Goal =
Update the lines below by changing every "report the coordinates" to "give the coordinates" and keeping everything else the same. Leave out the pictures.

Image point annotation lines:
(begin)
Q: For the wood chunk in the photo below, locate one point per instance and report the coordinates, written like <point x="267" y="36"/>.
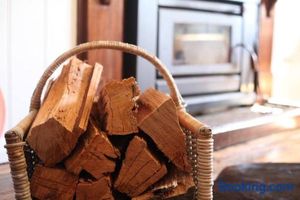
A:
<point x="175" y="184"/>
<point x="94" y="83"/>
<point x="63" y="114"/>
<point x="157" y="117"/>
<point x="94" y="190"/>
<point x="94" y="154"/>
<point x="52" y="183"/>
<point x="117" y="107"/>
<point x="140" y="169"/>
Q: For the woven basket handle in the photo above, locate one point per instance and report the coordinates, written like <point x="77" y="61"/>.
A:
<point x="129" y="48"/>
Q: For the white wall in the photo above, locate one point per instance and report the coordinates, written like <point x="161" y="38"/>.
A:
<point x="32" y="34"/>
<point x="286" y="51"/>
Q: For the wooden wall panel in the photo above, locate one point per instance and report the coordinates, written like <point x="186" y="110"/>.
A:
<point x="265" y="50"/>
<point x="102" y="21"/>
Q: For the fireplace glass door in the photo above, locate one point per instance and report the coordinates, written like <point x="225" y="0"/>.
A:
<point x="198" y="42"/>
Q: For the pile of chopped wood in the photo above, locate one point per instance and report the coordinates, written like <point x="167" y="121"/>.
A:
<point x="108" y="142"/>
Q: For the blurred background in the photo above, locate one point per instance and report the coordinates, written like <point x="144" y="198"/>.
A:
<point x="229" y="58"/>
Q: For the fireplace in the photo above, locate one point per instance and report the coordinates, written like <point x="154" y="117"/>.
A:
<point x="196" y="40"/>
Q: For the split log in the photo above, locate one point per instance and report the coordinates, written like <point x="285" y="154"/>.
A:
<point x="117" y="107"/>
<point x="140" y="169"/>
<point x="157" y="117"/>
<point x="94" y="190"/>
<point x="174" y="184"/>
<point x="52" y="183"/>
<point x="63" y="115"/>
<point x="94" y="154"/>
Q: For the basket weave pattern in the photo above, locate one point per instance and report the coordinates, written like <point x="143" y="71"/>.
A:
<point x="199" y="142"/>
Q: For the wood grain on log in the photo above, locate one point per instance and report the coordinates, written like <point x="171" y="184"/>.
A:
<point x="52" y="183"/>
<point x="157" y="117"/>
<point x="117" y="107"/>
<point x="140" y="169"/>
<point x="64" y="112"/>
<point x="94" y="154"/>
<point x="174" y="184"/>
<point x="94" y="190"/>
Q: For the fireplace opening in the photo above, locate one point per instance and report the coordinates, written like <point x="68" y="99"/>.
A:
<point x="195" y="39"/>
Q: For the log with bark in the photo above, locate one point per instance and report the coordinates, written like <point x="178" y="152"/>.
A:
<point x="53" y="183"/>
<point x="157" y="117"/>
<point x="95" y="154"/>
<point x="140" y="169"/>
<point x="63" y="115"/>
<point x="94" y="190"/>
<point x="107" y="143"/>
<point x="117" y="107"/>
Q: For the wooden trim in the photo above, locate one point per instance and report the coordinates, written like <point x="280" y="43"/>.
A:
(end)
Written response =
Q: For the wood chunk in the photo below, locate one point per instance and give the coordinates, written like <point x="267" y="36"/>.
A:
<point x="175" y="184"/>
<point x="94" y="83"/>
<point x="63" y="114"/>
<point x="157" y="117"/>
<point x="94" y="190"/>
<point x="94" y="154"/>
<point x="52" y="183"/>
<point x="117" y="107"/>
<point x="140" y="169"/>
Q: For the woven basket handle in the photo above, locate one point per instance and give the coordinates, written like <point x="77" y="61"/>.
A:
<point x="129" y="48"/>
Q: For the white wall in the photo above, locate one point per instance and give the coordinates, written like <point x="161" y="38"/>.
A:
<point x="32" y="34"/>
<point x="286" y="51"/>
Q: For the wooden wall panel in the photo above, locate one point per instance and give the coordinates, written like <point x="186" y="110"/>.
A:
<point x="265" y="50"/>
<point x="102" y="21"/>
Q: For the fireplace glass door in the photo above, locate one point per instance and give the coordinates, written like <point x="225" y="0"/>.
A:
<point x="198" y="42"/>
Q: For the pile of chopped wood in the photo above, locate one point per instance and give the coordinates, written like <point x="167" y="121"/>.
A:
<point x="108" y="142"/>
Q: For the blurred background in the photo above, locate one point per instance and give the coordinates, written like <point x="144" y="198"/>.
A:
<point x="229" y="58"/>
Q: For the fireplace in the photo above, locate one point per instance and give the coordinates, written like <point x="154" y="117"/>.
A:
<point x="196" y="40"/>
Q: For the split log in the photo above, locate one point per instance and give the coordinates, written like <point x="285" y="154"/>.
A:
<point x="117" y="107"/>
<point x="140" y="169"/>
<point x="157" y="117"/>
<point x="94" y="190"/>
<point x="174" y="184"/>
<point x="52" y="183"/>
<point x="63" y="115"/>
<point x="94" y="154"/>
Q: For the basket weave pattern in the photo above, locate one point per instance and give the coordinates, written like <point x="143" y="71"/>.
A:
<point x="199" y="142"/>
Q: For the wood grain on log in the photo above, locate one point per instance and give the coordinates, written like <point x="171" y="184"/>.
A:
<point x="52" y="183"/>
<point x="157" y="117"/>
<point x="117" y="107"/>
<point x="140" y="169"/>
<point x="64" y="112"/>
<point x="94" y="154"/>
<point x="174" y="184"/>
<point x="94" y="190"/>
Q: For the fireplace opening in the photo above, locate one point per instance and give the coordinates, written like <point x="68" y="99"/>.
A:
<point x="195" y="39"/>
Q: For the log with bark in the photo above, locate one point per instance and give the coordinates, written like <point x="178" y="152"/>.
A:
<point x="53" y="183"/>
<point x="157" y="117"/>
<point x="95" y="154"/>
<point x="140" y="169"/>
<point x="63" y="115"/>
<point x="94" y="190"/>
<point x="107" y="143"/>
<point x="117" y="107"/>
Q: For the wooden trim in the photo above, locate one point per instance and give the coordinates, written like <point x="280" y="43"/>.
A:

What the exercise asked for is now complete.